Summarize the forum thread below on apoc.load.html in two sentences.

*Selected extract:*
····················

Help with ingesting an html table using apoc.load.html

I would like to dynamically create some product information from scraping a version table.

I'd like to create (:Esxiversion) with .version .name .releasedate .buildnumber .installerbuild from
https://kb.vmware.com/s/article/2143832

I'm not exactly sure how to use the tags to consume the table data within the HTML. any hints to get started would be helpful.


With "https://kb.vmware.com/s/article/2143832" as url
call apoc.load.html(url) yield value
return value

Hi, @pdrangeid

I believe that you cant fetch information from that site. As it uses Content Security Policy (CSP) that protects this site content.

If you query

WITH "https://kb.vmware.com/s/article/2143832/" as url
CALL apoc.load.html(url,{target: 'meta'}) YIELD value
RETURN value

you see in response that

    "http-equiv": "Content-Security-Policy"

.

Consulted with andrea.larus on neo4j-ninjas slack channel - and he explained that the real issue seems to be that page is generated by javascript runtime.

if you put the following link in Chrome URL bar view-source:https://kb.vmware.com/s/article/2143832
then there is no table tag at all.

Created issue post in APOC repo: apoc.load.html ability to read runtime structure of the page · Issue #1372 · neo4j-contrib/neo4j-apoc-procedures · GitHub

1 Like

Paul,

Thanks for the follow-up. I was looking at the page content with a colleague and had determined that it was dynamically delivered content, but wasn't sure how that affected the ability to collect it with apoc.

Thanks for submitting the issue!

····················

*Stored rows:*
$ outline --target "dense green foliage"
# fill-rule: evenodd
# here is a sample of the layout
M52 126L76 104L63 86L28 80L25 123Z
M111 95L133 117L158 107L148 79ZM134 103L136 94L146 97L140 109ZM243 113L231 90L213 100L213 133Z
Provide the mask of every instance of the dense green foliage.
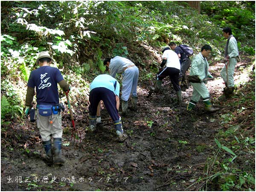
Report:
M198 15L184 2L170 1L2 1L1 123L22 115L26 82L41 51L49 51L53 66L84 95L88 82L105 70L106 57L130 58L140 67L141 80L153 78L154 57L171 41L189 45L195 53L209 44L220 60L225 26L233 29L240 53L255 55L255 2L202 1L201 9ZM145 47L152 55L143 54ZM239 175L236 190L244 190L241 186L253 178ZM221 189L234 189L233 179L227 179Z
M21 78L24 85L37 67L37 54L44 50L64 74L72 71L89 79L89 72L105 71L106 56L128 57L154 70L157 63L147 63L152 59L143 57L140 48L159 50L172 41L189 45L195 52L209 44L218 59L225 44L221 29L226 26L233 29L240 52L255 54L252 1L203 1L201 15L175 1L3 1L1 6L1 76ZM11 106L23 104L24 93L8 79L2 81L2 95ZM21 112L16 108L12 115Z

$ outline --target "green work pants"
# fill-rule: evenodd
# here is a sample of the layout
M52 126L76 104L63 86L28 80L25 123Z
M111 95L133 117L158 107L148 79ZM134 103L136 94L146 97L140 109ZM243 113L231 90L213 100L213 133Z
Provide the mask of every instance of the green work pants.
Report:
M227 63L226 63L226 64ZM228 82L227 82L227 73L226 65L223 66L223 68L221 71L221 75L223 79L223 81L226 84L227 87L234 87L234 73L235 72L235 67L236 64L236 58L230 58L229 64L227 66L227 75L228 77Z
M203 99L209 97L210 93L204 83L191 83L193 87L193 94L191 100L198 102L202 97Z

····················

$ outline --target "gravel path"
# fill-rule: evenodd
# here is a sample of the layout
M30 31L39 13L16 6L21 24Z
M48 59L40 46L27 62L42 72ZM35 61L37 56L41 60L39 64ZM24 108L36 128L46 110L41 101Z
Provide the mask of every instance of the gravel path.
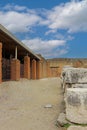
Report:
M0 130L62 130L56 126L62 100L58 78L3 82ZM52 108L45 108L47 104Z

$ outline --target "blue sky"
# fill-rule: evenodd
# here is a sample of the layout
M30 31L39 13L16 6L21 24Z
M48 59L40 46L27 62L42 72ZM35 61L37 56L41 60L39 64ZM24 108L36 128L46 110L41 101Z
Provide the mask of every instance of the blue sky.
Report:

····················

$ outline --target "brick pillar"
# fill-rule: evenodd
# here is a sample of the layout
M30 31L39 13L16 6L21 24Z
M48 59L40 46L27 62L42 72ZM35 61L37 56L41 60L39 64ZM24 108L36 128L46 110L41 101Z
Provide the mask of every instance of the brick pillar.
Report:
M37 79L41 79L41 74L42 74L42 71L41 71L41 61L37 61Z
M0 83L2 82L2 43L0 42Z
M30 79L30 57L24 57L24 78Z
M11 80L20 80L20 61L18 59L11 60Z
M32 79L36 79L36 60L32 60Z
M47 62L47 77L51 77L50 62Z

····················

*Correct answer:*
A user wants to create Esxiversion nodes with version, name, release date, build number and installer build properties by scraping a version table from a VMware knowledge base page with apoc.load.html, and asks for hints on using the tags to consume the table data. A reply first points to the site's Content Security Policy, then reports, after consulting on the neo4j-ninjas Slack channel, that the real issue seems to be that the page is generated by a JavaScript runtime, so its source has no table tag, and an issue was created in the APOC repository.